Word for word, retype every entry in the listing.

** BEGIN TASK DATA **

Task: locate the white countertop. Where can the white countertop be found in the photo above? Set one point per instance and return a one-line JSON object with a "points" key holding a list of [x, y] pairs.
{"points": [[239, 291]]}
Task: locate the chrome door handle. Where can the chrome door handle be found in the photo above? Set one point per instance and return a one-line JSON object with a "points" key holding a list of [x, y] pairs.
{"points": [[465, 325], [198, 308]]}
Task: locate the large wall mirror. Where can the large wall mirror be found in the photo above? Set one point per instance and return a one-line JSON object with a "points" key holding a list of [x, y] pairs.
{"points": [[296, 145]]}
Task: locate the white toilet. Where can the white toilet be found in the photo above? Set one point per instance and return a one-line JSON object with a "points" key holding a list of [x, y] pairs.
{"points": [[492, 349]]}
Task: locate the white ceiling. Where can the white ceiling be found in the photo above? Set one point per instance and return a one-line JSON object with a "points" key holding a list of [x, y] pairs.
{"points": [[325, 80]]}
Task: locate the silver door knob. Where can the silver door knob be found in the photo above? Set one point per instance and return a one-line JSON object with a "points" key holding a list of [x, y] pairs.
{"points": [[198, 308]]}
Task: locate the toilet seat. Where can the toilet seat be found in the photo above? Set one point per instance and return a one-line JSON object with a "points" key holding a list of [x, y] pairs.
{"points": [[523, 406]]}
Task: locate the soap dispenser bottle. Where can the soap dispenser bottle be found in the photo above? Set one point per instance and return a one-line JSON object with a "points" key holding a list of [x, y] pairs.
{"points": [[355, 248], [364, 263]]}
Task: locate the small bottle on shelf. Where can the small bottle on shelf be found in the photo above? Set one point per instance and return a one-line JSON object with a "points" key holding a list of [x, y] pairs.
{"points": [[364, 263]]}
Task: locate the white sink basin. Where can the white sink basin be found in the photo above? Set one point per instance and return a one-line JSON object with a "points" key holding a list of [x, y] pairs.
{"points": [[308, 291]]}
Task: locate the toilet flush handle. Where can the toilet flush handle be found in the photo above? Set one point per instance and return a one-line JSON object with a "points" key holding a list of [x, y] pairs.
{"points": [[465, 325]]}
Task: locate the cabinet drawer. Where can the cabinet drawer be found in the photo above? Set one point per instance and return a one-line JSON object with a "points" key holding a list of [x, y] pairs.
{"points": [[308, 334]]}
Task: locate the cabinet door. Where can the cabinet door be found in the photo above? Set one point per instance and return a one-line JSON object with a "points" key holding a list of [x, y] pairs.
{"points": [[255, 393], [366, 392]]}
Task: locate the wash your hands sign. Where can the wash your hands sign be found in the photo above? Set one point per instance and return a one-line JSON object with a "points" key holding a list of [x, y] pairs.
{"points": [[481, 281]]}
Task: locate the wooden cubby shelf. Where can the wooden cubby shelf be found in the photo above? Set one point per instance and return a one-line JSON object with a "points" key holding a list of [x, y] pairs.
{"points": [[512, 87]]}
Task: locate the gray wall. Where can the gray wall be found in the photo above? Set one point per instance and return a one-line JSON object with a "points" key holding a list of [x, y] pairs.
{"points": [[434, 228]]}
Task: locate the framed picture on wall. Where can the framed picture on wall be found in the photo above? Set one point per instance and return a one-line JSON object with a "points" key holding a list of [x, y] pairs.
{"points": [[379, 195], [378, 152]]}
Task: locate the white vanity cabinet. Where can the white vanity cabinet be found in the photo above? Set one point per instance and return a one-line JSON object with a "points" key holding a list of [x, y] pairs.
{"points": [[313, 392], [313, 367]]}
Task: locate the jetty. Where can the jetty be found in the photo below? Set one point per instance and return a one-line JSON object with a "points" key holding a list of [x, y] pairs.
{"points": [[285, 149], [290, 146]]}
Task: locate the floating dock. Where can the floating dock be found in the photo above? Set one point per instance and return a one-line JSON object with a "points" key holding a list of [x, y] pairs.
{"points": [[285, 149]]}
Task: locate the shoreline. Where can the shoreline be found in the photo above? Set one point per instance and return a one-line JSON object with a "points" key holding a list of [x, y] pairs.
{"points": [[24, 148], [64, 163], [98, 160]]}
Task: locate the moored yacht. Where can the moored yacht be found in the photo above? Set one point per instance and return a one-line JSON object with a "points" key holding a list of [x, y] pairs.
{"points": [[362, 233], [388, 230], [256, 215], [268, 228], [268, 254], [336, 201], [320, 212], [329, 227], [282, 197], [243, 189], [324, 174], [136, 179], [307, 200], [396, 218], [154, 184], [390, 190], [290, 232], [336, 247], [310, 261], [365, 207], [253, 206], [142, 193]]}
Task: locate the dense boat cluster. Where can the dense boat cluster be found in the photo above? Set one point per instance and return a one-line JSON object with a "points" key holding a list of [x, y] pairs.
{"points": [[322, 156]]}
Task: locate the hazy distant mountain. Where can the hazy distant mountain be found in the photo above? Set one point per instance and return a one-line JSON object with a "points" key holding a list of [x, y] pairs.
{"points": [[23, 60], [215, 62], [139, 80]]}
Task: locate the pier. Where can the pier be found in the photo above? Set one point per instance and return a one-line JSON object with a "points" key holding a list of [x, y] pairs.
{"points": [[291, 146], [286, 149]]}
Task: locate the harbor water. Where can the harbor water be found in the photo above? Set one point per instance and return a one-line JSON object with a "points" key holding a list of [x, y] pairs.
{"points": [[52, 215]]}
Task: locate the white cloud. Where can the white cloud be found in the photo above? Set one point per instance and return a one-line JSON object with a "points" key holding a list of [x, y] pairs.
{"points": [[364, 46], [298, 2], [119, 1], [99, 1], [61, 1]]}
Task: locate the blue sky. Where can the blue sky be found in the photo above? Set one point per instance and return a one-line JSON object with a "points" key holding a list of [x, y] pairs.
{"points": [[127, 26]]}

** END TASK DATA **

(WORKED ANSWER)
Task: locate the white countertop. Where can the white countertop be found in the photo above? Set one point per instance and return a one-line JSON object with a "points" key holding a list of [x, y] pairs.
{"points": [[239, 291]]}
Task: locate the chrome door handle. Where can the chrome door handle be found in the photo above? Set one point per instance and return a one-line JSON object with a "points" key holding a list of [x, y] pairs.
{"points": [[465, 325], [198, 308]]}
Task: locate the large wall mirror. Where can the large wall mirror be found in the photo above? Set one point per instance and return a one-line JSON object with a "points" key holding a list of [x, y] pairs.
{"points": [[296, 145]]}
Task: locate the white toilet. Where can the white toilet be found in the photo above? Set one point per instance and return a one-line JSON object with a "points" key holding a list of [x, y] pairs.
{"points": [[492, 349]]}
Task: locate the white ceiling. Where can the white ceiling be found in the photo above? Set one point per instance and return a one-line JSON object with a "points" key holding a list of [x, y] pairs.
{"points": [[325, 80]]}
Task: locate the silver door knob. Where can the silver door knob be found in the photo above? Set one point per instance and return a one-line JSON object with a "points" key holding a list of [x, y] pairs.
{"points": [[198, 308]]}
Task: locate the toilet seat. Where can the toilet seat be found in the photo above? Set one point per instance and return a one-line JSON object with a "points" key holding a list of [x, y] pairs.
{"points": [[523, 406]]}
Task: locate the soap dispenser bottle. Where can the soap dispenser bottle be found in the photo above? Set one point per instance and return a one-line JSON object with a "points" key holding a list of [x, y] pairs.
{"points": [[355, 248], [364, 263]]}
Task: locate the small bottle on shelf. Where can the small bottle on shelf be found in the photo above? Set one point per instance and return a one-line JSON object with a "points" key holding a list of [x, y] pairs.
{"points": [[364, 263]]}
Task: locate the white sink basin. Where can the white sink basin be found in the photo above? Set one point per instance and return a one-line JSON object with a "points" key holding a list of [x, y] pairs.
{"points": [[308, 291]]}
Task: locate the toilet flush handle. Where can the toilet flush handle be found in the photo above? Set one point per instance and return a one-line JSON object with a "points" key holding a list of [x, y] pairs.
{"points": [[465, 325]]}
Task: locate the cabinet drawer. Where can the cabinet drawer be found in the photo above? Set one point per instance and return a one-line JSON object with a "points" key holding a list of [x, y] pairs.
{"points": [[308, 334]]}
Task: locate the cabinet door. Where can the cabinet door be found in the photo above? Set one point per instance and return a one-line JSON object with a "points" key holding a list of [x, y] pairs.
{"points": [[255, 393], [366, 392]]}
Task: locate the wash your hands sign. Where can the wash your hands sign be found in the photo above? Set one point per instance and return a one-line JSON object with a "points" key holding a list of [x, y] pairs.
{"points": [[481, 281]]}
Task: locate the wooden cubby shelf. Where can the wooden cubby shelf be found in the photo above? Set one point per instance and return a one-line JSON object with a "points" key holding a list of [x, y] pairs.
{"points": [[512, 87]]}
Task: locate the gray wall. Where can the gray wall be found in the photo above? Set one point per instance and return a one-line JSON object with a "points" key holding a list of [x, y] pairs.
{"points": [[434, 228]]}
Task: locate the framed picture on wall. Where can the framed picture on wall be found in the photo above? Set one point per instance and return a one-line JSON object with a "points" key holding a list of [x, y] pairs.
{"points": [[379, 195], [378, 152]]}
Task: locate the white vanity cabinet. Where can the white vanity cabinet be found in the photo above? Set one point per instance and return a one-line JSON object with a "points" key holding a list of [x, y] pairs.
{"points": [[313, 392], [313, 367]]}
Task: locate the jetty. Where can the jetty be found in the photo below? Set one point per instance and return a one-line JSON object with a "points" key holding a list of [x, y] pairs.
{"points": [[285, 149], [290, 146]]}
Task: locate the floating dock. Where can the floating dock be found in the photo above? Set one point per instance and return a one-line JSON object with a "points" key holding a list of [x, y] pairs.
{"points": [[285, 149]]}
Task: locate the shoreline. Where can the shoreline be found in the photo above? Set one point per instance and return a one-line JSON object with a "points" key holding a list of [x, y] pairs.
{"points": [[24, 148], [64, 163], [98, 160]]}
Task: locate the moored yacht. Where can the moored yacht be found in the photo above? Set one point per instance and return a one-line JSON object with a "points" key holding a list of [x, y] pairs.
{"points": [[362, 233], [388, 230], [256, 215], [268, 228], [268, 254], [336, 201], [320, 212], [329, 227], [282, 197], [243, 189], [324, 174], [136, 179], [307, 200], [396, 218], [154, 184], [390, 190], [290, 232], [336, 247], [310, 261], [365, 207], [253, 206], [142, 193]]}
Task: locate the dense boat cluster. Where can the dense boat cluster be found in the photo above? Set one point per instance and return a one-line JSON object with a "points" key holding a list of [x, y] pairs.
{"points": [[322, 156]]}
Task: locate the hazy distant mountain. Where can the hazy distant mountain be found in the photo above? Set one point per instance and return a one-line JSON object with a "points" key holding a list of [x, y] pairs.
{"points": [[23, 60], [215, 62], [139, 80]]}
Task: locate the pier. Where can the pier be found in the photo above? Set one point per instance and return a one-line JSON object with a "points" key holding a list of [x, y] pairs.
{"points": [[291, 146], [286, 149]]}
Task: locate the harbor water. Where can the harbor water be found in the photo above? Set one point per instance and return a one-line JSON object with a "points" key holding a list of [x, y] pairs.
{"points": [[52, 215]]}
Task: locate the white cloud. Where can the white cloud be found in the photo above? Set one point per instance and return a one-line JSON object with a "points" key holding a list of [x, y] pairs.
{"points": [[364, 46], [298, 2], [119, 1], [99, 1], [61, 1]]}
Task: locate the blue sky. Where can the blue sky be found in the photo above? Set one point per instance and return a one-line JSON object with a "points" key holding a list of [x, y] pairs.
{"points": [[127, 26]]}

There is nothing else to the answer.